** Start STORED DATA **

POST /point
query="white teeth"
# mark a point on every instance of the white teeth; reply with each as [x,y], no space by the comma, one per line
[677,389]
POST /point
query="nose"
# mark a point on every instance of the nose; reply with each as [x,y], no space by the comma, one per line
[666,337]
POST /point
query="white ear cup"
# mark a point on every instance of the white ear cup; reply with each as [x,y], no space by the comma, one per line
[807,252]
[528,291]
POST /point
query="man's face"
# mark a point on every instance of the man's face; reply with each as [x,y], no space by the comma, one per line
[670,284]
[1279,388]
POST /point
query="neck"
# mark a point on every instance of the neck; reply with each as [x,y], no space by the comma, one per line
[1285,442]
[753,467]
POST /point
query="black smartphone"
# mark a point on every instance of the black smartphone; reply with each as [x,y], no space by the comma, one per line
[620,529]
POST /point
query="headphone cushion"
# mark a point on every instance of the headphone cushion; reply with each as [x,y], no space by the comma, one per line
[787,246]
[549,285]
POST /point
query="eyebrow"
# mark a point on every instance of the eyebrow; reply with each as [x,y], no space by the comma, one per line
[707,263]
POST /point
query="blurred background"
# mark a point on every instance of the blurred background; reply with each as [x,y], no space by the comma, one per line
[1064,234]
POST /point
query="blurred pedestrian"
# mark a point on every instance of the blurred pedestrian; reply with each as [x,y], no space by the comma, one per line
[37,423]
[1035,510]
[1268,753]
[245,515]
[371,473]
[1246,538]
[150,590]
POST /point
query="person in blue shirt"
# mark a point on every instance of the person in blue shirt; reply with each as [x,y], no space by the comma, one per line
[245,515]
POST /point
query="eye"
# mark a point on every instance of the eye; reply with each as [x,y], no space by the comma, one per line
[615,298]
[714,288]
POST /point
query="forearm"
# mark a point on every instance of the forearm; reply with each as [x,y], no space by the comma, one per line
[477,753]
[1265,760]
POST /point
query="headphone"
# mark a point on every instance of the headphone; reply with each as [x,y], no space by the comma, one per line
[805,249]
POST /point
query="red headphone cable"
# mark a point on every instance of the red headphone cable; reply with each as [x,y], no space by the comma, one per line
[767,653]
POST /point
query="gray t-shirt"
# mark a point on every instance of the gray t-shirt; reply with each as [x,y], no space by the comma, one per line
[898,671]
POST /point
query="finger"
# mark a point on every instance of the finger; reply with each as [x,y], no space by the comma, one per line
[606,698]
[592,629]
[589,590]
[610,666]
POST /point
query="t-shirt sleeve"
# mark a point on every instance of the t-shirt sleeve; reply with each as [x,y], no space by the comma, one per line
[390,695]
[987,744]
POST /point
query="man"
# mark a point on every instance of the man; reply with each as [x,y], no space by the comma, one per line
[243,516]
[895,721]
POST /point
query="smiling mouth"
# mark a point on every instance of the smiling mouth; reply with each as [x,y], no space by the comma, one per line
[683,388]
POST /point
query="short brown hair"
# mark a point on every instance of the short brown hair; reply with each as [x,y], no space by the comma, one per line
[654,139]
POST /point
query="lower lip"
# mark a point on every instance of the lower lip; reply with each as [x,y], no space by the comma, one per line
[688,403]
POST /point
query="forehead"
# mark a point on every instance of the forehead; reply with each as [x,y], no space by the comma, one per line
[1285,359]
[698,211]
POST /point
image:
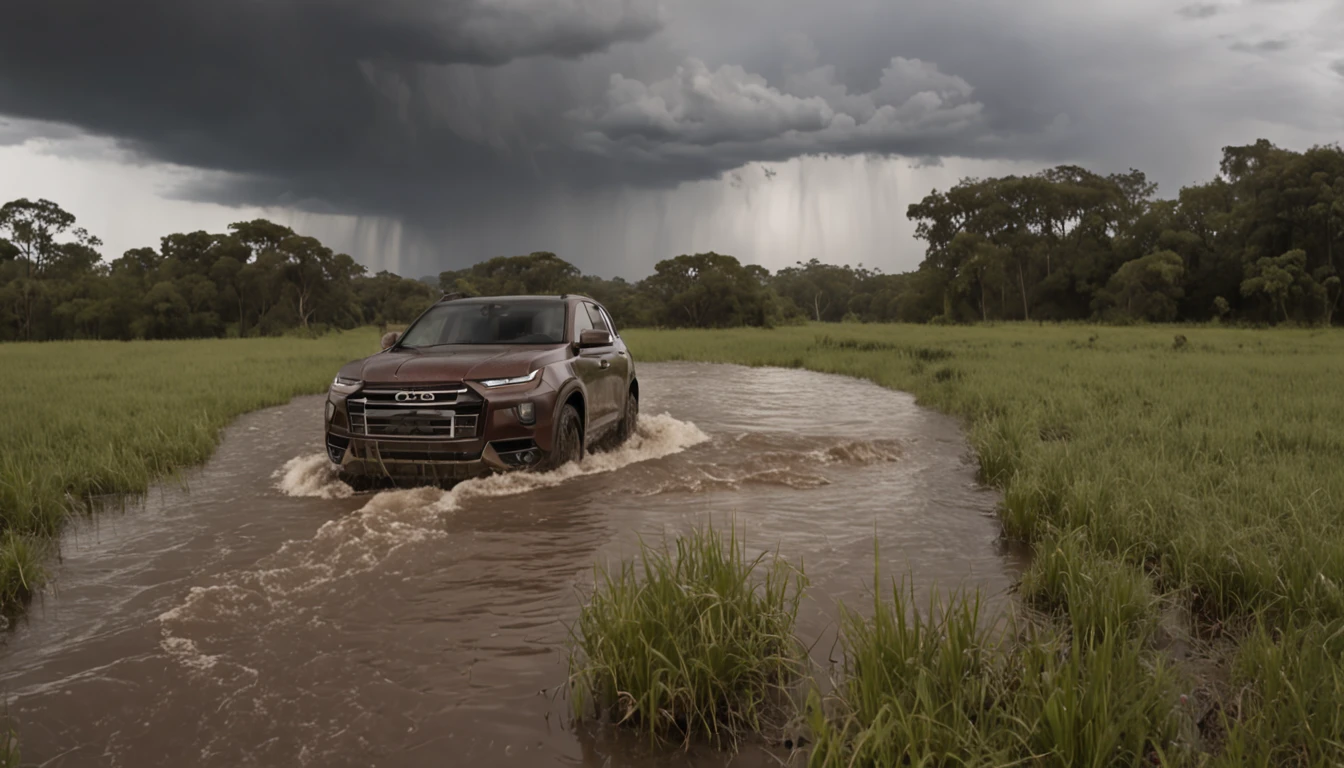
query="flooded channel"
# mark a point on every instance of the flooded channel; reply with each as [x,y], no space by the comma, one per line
[266,616]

** End STORED DATA **

◆ **WHAT THIS TASK INVOLVES**
Could you repeat all of the material exactly? Pictures should not be copied.

◆ **EXERCISE RESPONSE**
POST /point
query="white teeth"
# mark a point on every instance of the white teeth; reply with each as [x,y], no space by the comma, one per line
[677,389]
POST /point
query="nose"
# mark a point on every instance of the nose; reply with each as [x,y], no space by the comma, one per line
[666,337]
POST /point
query="white ear cup"
# mark a point on every instance of the white ear cup; reply with each as [x,y], no space by the comma, one per line
[807,252]
[528,291]
POST /point
query="man's face"
# mark a point on every instance of the man's face; reply with each as [x,y], no space by the comma, one per line
[670,284]
[1279,388]
POST /point
query="neck"
# mark a point on every instance of the neck; reply with each as [x,y], no space by the comma, one per line
[1285,442]
[753,467]
POST /point
query="black smartphone"
# mark a point on every instance of the black smartphone; reply with each as [x,y], no space by the comma, one per line
[620,529]
POST /point
query="headphone cushion"
# mark a point on every instance of the headphone cushion; reply with each as [x,y], no space by the comma, one per line
[787,246]
[549,285]
POST /point
query="eyebrow"
# mark a point on every instance of the eyebrow; reply with each as [x,y], no space by the comma, one per line
[707,263]
POST /point
query="blurred background"
# mark a point on every instance of the blurred background; reply with each as [x,y], no space by the comma, one per line
[1064,234]
POST /point
query="blurred pedestrian"
# mark a point on every instance of the blurred pedestrian; reply with each as [x,y], no space by the comma, one per line
[37,423]
[1035,510]
[1268,753]
[245,515]
[371,473]
[1246,538]
[150,590]
POST /point
query="person in blue shirt"
# mark a point on every instance of the person in blue shirt; reply with each as [x,y], no space by the comma, one per line
[245,515]
POST /point
query="eye"
# mark a point on every instance of the eye; reply with each as [x,y], no space by the comma, one per line
[615,298]
[714,288]
POST /point
query="forearm"
# mark a point on every instance of the forearm; reply with each as [x,y], no space by the comma, one per line
[477,753]
[1265,760]
POST /point
query="headphone"
# mark a point on every instance of the headphone; reply with each as [x,y], no space by the comma, one per line
[805,249]
POST /point
query="red headphone cable"
# mark a point on every instance of the red headphone cable; reply with each as [x,y], no space by the comma, one per line
[767,653]
POST /point
query="gray t-shirt"
# mark a point on every instance of the gray t-shirt; reply with each as [x,y], no space by the comma, one per line
[898,671]
POST /point
query="finger"
# mark a point on every instance of the finger; reply with each as [x,y], no space by the comma, one per line
[606,698]
[592,629]
[589,590]
[610,666]
POST /point
query="t-shirt sleeve"
# mark a point on every instance of the t-shirt sleeve; reply with each as [x,y], no space by the comma, one per line
[390,695]
[987,744]
POST /point
query="man"
# mark a point on every instance of the man; reply with each as [x,y], no space by the comma, one per line
[243,516]
[895,721]
POST /point
query="smiling mouth"
# mark a point on every instance of the smiling mouth; reply with each as [x,y], no space by the comma, one per line
[683,388]
POST /point
query="short brown hair"
# mark a point on every instance of the short brown hair; reply with each as [x,y], no space by the comma, one per line
[654,139]
POST /point
query="lower lip"
# mark a point on every instance of the lower lip; reply with each as [x,y], no space by the comma, one per line
[688,403]
POST /point
query="forehead"
# mark a point on every instance of the forehead; reply with each as [x,y], no space by the comma, one per line
[1285,359]
[698,211]
POST /point
image:
query="flooded channel"
# mark a point on every instance of the flooded channel; reply with each as [x,y], no space by the comma, one per line
[266,616]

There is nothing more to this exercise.